Task description => Please say how many lines in the records below contain the word "pants", giving only the number.

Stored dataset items

——————

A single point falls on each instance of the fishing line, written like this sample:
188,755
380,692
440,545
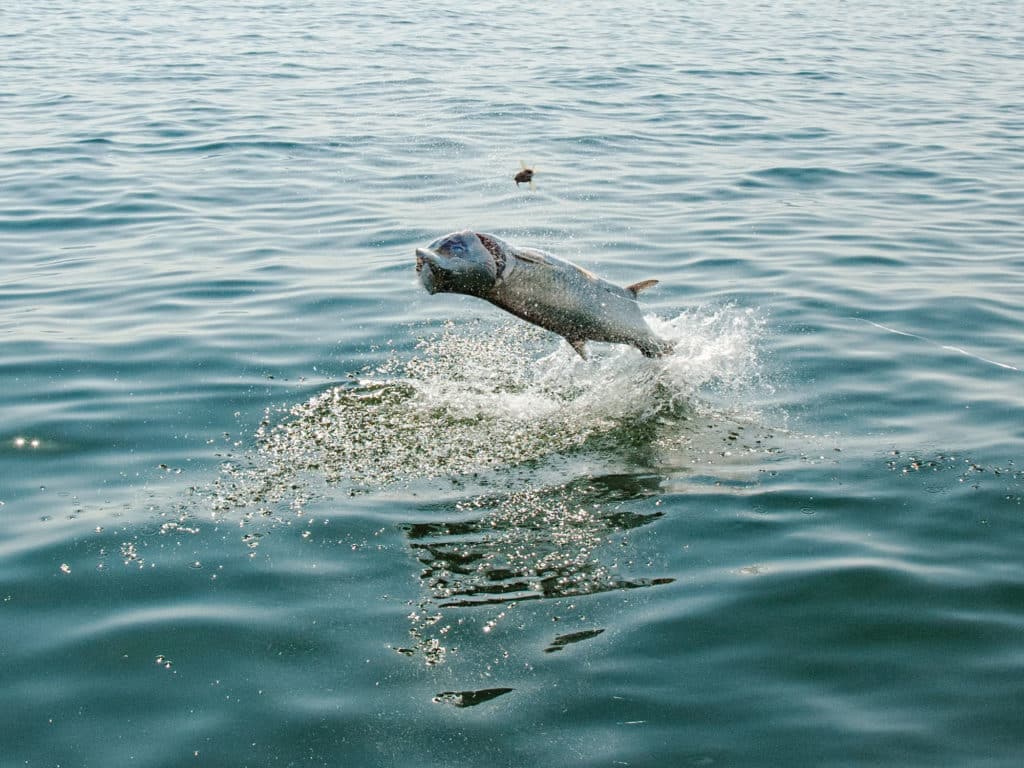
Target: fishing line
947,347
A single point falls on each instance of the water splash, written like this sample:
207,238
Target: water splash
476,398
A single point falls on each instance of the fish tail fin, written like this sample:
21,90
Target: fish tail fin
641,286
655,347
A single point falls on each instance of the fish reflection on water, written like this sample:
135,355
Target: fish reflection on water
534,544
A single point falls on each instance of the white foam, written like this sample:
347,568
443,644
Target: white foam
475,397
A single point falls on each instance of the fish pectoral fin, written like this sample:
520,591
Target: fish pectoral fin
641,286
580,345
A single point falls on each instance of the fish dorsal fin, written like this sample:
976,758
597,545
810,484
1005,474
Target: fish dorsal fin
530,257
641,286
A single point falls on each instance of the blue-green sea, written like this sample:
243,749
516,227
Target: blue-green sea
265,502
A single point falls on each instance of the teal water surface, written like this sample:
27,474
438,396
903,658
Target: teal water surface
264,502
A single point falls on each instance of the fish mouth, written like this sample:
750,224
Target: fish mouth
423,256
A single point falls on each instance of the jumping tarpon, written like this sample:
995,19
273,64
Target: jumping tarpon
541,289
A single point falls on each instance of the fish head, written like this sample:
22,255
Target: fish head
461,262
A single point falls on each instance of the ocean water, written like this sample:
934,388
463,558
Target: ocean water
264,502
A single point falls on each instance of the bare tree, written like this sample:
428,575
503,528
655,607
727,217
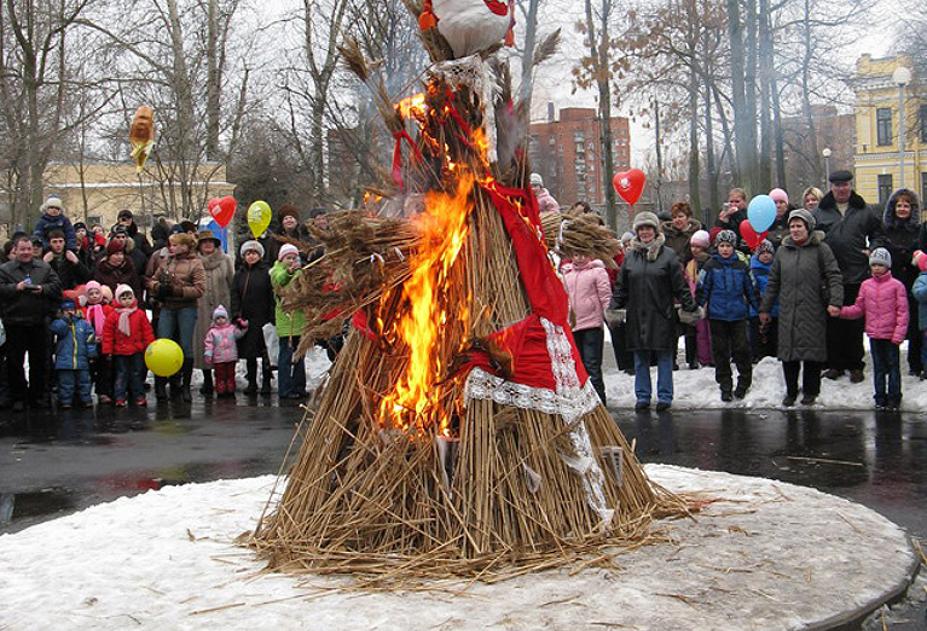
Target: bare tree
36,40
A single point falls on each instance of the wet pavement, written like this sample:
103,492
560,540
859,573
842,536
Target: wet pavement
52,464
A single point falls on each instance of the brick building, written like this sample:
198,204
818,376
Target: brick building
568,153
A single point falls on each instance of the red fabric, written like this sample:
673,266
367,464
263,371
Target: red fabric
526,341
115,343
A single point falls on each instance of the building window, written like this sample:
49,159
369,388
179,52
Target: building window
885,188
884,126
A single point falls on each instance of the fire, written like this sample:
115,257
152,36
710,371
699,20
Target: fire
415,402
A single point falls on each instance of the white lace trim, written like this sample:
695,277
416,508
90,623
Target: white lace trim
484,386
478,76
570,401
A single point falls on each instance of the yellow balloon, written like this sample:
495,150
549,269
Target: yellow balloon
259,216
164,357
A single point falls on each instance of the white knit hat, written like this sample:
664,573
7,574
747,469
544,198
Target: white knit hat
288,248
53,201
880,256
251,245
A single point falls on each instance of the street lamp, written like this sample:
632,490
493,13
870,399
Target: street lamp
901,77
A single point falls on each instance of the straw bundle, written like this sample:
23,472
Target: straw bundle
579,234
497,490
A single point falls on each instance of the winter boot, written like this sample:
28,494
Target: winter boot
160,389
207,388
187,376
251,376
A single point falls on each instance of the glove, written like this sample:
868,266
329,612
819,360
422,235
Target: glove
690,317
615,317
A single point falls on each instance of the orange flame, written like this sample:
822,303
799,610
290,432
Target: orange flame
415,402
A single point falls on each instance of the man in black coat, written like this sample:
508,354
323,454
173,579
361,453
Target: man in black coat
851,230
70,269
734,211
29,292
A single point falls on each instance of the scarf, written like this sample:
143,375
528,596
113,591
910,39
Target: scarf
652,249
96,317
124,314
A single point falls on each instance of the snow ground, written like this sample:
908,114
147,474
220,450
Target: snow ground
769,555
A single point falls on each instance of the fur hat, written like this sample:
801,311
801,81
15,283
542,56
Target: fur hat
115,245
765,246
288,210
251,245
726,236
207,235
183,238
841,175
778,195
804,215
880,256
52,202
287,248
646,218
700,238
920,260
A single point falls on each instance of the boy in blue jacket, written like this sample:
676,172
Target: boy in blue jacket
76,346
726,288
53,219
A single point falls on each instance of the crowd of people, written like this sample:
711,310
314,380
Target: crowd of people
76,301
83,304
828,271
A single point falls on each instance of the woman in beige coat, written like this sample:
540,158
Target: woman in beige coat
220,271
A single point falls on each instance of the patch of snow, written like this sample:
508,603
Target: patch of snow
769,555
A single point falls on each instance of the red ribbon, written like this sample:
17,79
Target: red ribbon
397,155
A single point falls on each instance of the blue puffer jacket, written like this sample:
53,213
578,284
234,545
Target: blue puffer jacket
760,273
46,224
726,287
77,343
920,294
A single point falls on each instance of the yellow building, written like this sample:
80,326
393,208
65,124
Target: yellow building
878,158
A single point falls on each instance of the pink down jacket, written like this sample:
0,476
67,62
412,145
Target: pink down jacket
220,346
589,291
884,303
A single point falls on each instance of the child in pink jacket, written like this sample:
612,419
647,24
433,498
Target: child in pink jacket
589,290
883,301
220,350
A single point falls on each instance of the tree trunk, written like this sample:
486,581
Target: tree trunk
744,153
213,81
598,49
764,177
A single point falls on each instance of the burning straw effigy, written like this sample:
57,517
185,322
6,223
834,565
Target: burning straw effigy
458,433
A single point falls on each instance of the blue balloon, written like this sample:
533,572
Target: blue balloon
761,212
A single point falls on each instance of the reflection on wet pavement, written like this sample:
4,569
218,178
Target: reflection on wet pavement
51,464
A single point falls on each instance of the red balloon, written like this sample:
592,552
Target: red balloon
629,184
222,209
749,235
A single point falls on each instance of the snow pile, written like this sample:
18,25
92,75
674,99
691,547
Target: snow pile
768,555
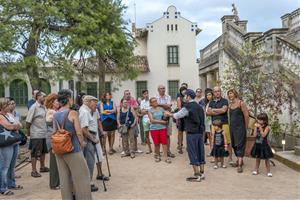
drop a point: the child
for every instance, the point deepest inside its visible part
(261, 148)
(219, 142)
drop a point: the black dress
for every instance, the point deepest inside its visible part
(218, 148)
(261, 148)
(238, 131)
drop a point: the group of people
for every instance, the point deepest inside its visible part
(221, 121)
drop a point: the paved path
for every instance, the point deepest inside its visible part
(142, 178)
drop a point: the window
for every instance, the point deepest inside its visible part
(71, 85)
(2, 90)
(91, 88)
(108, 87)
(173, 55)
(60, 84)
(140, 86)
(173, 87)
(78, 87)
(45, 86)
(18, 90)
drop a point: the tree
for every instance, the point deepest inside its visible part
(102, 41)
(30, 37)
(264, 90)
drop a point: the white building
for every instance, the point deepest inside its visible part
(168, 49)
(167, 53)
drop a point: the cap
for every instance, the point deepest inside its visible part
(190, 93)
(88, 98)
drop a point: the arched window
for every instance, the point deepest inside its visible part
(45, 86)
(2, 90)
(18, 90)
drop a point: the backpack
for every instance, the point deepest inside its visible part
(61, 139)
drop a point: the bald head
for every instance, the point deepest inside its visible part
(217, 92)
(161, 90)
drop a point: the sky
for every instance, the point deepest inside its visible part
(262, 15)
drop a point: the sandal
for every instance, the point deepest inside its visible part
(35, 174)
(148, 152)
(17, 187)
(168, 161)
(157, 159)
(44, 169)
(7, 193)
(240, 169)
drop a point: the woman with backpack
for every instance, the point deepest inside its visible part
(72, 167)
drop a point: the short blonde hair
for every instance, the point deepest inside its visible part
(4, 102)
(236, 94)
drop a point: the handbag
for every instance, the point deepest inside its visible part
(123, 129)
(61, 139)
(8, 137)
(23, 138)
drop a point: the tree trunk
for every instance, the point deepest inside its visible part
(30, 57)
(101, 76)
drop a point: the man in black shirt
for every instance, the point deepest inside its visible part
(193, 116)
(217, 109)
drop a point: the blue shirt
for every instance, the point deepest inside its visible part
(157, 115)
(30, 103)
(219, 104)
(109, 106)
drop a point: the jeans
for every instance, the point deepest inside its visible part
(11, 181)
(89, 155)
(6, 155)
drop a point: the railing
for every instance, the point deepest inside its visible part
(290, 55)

——————

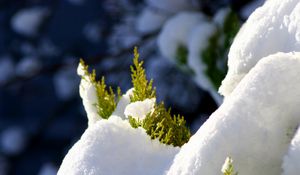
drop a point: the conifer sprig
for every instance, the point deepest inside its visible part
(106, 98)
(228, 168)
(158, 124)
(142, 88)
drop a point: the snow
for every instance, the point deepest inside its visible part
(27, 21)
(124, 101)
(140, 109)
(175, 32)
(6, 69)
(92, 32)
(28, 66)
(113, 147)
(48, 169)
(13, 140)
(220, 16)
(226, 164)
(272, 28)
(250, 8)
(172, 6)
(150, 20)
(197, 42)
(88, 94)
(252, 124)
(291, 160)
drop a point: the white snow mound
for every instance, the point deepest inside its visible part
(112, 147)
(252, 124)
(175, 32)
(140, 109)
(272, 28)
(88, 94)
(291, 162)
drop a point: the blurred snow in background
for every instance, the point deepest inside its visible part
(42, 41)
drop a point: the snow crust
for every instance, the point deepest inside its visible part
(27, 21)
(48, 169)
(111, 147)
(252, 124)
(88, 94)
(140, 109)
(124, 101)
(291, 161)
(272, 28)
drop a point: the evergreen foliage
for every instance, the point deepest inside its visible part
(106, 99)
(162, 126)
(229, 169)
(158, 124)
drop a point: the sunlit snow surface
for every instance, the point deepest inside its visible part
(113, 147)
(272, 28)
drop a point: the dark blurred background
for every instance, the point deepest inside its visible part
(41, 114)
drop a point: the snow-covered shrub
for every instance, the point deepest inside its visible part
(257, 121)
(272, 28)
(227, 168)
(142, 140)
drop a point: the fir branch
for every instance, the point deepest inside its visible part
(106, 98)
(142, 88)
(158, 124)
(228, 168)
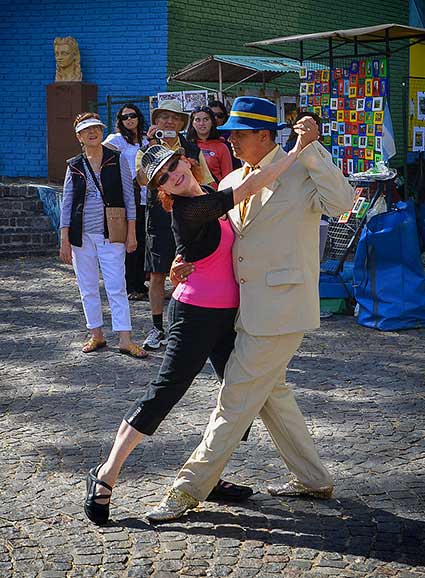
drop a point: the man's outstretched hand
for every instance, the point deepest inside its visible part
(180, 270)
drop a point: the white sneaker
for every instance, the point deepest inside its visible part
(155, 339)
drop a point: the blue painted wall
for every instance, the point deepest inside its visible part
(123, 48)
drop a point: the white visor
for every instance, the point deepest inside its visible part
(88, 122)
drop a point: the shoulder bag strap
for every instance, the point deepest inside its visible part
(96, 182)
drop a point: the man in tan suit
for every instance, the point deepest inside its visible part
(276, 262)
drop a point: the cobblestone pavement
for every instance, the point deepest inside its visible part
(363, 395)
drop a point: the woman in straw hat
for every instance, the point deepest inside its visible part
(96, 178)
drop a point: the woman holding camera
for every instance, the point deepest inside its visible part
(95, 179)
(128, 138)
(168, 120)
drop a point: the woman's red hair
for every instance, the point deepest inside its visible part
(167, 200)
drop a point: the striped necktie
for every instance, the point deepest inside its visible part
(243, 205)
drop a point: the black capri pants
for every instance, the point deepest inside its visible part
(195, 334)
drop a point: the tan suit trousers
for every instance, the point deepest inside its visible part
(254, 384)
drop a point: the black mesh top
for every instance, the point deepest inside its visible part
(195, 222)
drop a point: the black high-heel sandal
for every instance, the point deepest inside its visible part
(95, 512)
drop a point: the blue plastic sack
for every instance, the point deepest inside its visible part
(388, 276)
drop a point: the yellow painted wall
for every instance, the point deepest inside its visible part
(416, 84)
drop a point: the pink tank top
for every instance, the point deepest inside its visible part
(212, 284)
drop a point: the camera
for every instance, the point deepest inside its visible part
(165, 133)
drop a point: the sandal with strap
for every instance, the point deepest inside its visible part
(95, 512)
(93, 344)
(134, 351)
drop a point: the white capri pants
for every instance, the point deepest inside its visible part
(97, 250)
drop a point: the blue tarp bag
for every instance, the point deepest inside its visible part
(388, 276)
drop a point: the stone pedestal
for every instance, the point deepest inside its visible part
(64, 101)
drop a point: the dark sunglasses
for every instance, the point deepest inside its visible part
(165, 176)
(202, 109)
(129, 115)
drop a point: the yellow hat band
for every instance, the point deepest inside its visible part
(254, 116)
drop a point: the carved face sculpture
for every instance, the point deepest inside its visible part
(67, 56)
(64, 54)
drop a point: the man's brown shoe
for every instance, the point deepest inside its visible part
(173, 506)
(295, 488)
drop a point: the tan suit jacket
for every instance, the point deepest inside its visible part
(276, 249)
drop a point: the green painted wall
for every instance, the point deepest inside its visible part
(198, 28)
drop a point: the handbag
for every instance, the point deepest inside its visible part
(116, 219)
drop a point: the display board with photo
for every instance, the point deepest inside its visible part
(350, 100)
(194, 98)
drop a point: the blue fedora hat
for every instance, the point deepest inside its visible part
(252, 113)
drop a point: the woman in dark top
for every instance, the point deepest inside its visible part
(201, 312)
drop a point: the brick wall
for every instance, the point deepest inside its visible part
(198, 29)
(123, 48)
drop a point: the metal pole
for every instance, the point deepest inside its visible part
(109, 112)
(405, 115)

——————

Expected answer => 2